==== Fragmento proporcionado ====

Gran idea de Nietzsche. Principio para un relato: «En la época en que el cristianismo resultó ser más fecundo y ello se tradujo en una proliferación de santos y anacoretas, existieron en Jerusalén grandes «manicomios» para atender a los santos fracasados, a aquéllos que habían sacrificado hasta el último vestigio de su razón.” (Aurora, 14)
La transformación.
Es sabido que Kafka pidió a Kurt Wolff, el primer editor de La Metamorfosis, en 1915, que no hubiera ilustración en portada, y de ningún modo de un insecto. Aquello en lo que Gregor Samsa se convirtió solo podía ser visualizado por la imaginación de los lectores.
En este sentido, un lector con imaginación tan poderosa para el detalle como Nabokov fue quien llegó más lejos: se propuso – como orgulloso lepidopterólogo que también era- elaborar un esquema entomológico de la criatura, donde demostraba dos cosas importantes.
La primera: que Samsa no era en absoluto una cucaracha, como algunos pensaban, sino un tipo bastante especial de escarabajo.
Lo segundo: que, en calidad de escarabajo, era altamente probable que estuviese dotado de alas, debajo de las concavidades del caparazón.
O tal vez sí, y ello resultaría característico de la vidriosa forma de pensar de Kafka; pues, de haberlo sabido, el pobre Samsa bien hubiera podido echar a volar y escaparse por las ventanas del piso de sus padres.
Pero no lo hizo.
Romanticismo, enfermedad.
Habría que pensar más en la mala salud de los románticos. Quizás una reacción sombría, doliente o lamentosa – pero “sintomal”, en el sentido de Didi-Huberman – a la buena salud de la fea burguesía, apacible, progresista y feliz. Dualidad ya señalada, no sin malicia, por Goethe; si bien, en su opinión, en el modo de la buena salud clásica frente al romanticismo como enfermedad. Paradójicamente, será un enfermo incurable y en buena medida imaginario: Nietzsche, quien volverá a recuperar la dualidad, al considerar a Wagner un músico enfermizo y decadente – es claro que ambas cosas son lo mismo para Nietzsche-.
Proyectar en otro tal género de reproches constituía, por lo demás, una forma típica de liberarse él mismo de sus propios temores, tendencias e hipocondrías. De hecho, así lo reconoce en El caso Wagner: “Yo soy, al igual que Wagner, hijo de esta época, es decir, un decadent: con la diferencia de que yo me di cuenta de lo que era, y me puse en contra, defendiéndome. El filósofo que hay en mí se puso en contra y se defendió.“
Pero, como un bacilo, se diría que Nietzsche llevaba a Wagner y a la música de Wagner en el cuerpo. «El hombre más perfecto que he conocido», tal es como lo define en carta a Gast del 22 de febrero de 1883, a poco de saber de la muerte del compositor en Venecia.

==== Extractos de datos ====

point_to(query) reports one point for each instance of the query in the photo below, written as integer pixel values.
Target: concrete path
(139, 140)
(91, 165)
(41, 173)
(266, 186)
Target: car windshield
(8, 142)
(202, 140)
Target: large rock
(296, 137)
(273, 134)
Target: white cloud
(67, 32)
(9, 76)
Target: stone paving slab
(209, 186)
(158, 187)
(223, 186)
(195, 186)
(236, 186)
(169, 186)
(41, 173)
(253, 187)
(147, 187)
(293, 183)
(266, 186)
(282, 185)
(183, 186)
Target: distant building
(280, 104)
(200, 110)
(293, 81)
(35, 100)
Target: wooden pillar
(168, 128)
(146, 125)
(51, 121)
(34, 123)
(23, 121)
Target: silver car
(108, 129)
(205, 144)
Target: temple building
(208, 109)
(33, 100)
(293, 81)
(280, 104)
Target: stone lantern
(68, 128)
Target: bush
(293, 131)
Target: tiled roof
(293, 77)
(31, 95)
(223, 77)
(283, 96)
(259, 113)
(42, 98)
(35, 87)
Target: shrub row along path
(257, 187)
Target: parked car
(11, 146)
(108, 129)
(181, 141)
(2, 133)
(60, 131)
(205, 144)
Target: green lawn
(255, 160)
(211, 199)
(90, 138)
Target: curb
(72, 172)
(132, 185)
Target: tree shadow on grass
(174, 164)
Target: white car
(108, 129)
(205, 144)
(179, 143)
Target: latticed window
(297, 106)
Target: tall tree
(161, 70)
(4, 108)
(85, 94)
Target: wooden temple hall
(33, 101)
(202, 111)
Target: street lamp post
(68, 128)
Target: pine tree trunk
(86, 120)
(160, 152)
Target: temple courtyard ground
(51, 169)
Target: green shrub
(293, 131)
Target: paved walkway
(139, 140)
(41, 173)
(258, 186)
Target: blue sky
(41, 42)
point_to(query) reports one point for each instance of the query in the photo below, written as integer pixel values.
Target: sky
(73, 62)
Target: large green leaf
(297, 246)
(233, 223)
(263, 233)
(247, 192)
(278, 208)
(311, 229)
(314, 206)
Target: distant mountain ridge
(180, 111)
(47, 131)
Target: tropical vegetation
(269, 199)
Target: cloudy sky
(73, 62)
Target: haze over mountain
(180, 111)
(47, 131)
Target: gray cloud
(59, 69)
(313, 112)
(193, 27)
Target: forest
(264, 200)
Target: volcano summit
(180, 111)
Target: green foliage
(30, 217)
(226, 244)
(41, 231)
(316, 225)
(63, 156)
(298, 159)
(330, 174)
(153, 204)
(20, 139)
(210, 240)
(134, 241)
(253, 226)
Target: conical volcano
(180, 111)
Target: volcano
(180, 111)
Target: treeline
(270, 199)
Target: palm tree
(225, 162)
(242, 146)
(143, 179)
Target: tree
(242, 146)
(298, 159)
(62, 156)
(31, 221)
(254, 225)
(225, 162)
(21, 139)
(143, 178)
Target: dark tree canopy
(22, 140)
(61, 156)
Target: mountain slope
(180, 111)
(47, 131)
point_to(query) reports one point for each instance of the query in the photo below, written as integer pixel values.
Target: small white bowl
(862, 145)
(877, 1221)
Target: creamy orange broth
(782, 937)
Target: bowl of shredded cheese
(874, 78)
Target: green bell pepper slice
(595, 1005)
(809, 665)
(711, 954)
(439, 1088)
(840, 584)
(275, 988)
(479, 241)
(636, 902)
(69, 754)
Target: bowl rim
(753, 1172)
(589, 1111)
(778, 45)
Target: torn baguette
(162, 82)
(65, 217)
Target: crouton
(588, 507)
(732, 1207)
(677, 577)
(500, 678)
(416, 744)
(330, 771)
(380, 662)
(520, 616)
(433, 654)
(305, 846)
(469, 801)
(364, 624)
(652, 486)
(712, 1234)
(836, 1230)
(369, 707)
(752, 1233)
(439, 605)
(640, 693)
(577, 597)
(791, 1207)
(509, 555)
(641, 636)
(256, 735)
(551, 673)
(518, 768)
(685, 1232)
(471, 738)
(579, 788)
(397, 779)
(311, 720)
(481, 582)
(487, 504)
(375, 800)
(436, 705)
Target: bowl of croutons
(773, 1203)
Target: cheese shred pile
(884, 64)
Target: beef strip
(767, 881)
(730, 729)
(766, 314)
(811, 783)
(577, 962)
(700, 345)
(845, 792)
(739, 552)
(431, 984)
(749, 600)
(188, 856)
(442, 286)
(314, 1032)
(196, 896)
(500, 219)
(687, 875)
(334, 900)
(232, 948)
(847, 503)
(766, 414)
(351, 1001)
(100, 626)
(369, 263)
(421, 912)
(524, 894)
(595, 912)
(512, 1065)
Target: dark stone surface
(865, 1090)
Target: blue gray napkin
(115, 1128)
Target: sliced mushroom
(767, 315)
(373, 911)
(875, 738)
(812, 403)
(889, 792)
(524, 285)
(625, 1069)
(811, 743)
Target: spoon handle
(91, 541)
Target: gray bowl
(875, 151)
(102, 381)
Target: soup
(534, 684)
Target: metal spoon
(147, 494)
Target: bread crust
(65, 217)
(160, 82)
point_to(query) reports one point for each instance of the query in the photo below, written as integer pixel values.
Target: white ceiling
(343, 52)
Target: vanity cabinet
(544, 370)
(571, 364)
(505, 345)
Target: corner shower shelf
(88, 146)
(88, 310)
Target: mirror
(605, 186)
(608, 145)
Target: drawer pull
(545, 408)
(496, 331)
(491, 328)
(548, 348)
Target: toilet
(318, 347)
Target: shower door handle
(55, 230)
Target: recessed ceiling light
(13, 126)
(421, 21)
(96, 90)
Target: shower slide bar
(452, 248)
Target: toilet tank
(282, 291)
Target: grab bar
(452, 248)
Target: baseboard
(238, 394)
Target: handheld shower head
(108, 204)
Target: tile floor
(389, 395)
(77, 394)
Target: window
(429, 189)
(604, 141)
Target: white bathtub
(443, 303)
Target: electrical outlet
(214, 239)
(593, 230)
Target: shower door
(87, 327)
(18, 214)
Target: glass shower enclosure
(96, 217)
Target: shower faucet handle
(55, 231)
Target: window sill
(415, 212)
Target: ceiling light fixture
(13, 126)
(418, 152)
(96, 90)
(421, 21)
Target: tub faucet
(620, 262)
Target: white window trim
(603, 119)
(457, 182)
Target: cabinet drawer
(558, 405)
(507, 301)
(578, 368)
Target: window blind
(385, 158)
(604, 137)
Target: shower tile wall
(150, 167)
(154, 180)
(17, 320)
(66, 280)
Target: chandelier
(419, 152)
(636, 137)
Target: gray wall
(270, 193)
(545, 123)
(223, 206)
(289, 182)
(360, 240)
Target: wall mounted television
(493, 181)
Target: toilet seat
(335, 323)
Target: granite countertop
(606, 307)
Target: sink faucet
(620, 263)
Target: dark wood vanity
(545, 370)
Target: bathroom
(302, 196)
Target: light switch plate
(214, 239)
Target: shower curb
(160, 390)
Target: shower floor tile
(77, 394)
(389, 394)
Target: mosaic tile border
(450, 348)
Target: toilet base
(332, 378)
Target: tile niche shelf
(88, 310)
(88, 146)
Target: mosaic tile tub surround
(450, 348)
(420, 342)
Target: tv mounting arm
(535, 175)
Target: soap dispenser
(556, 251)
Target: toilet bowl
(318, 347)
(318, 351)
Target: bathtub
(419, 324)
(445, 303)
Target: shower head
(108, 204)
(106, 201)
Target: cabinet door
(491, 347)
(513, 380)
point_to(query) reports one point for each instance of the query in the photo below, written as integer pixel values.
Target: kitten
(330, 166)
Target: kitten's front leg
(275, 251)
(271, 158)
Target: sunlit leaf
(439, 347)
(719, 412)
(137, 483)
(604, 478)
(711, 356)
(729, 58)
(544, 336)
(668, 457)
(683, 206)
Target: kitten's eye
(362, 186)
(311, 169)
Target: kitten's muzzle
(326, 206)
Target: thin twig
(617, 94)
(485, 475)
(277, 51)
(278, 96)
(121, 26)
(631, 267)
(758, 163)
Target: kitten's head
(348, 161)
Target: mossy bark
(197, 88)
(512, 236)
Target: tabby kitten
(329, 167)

====

→ Tareas
A. ¿Concuerdan con el fragmento estas afirmaciones? Responde sí o no a cada una y cita textualmente las palabras que lo deciden: (i) Kafka pidió que la portada de La Metamorfosis mostrara un insecto; (ii) Nabokov sostuvo que Samsa era un tipo especial de escarabajo; (iii) Nietzsche escribió a Gast sobre Wagner el 22 de febrero de 1883.
B. ¿Puedes transcribir literalmente la parte del fragmento que empieza con las palabras que contienen "La primera: que" y termina con "no lo hizo."?
Los registros proceden de otra fuente.

→ Respuestas
A.
(i) No: «que no hubiera ilustración en portada, y de ningún modo de un insecto».
(ii) Sí: «que Samsa no era en absoluto una cucaracha, como algunos pensaban, sino un tipo bastante especial de escarabajo».
(iii) Sí: «en carta a Gast del 22 de febrero de 1883».

B.
La primera: que Samsa no era en absoluto una cucaracha, como algunos pensaban, sino un tipo bastante especial de escarabajo.
Lo segundo: que, en calidad de escarabajo, era altamente probable que estuviese dotado de alas, debajo de las concavidades del caparazón.
O tal vez sí, y ello resultaría característico de la vidriosa forma de pensar de Kafka; pues, de haberlo sabido, el pobre Samsa bien hubiera podido echar a volar y escaparse por las ventanas del piso de sus padres.
Pero no lo hizo.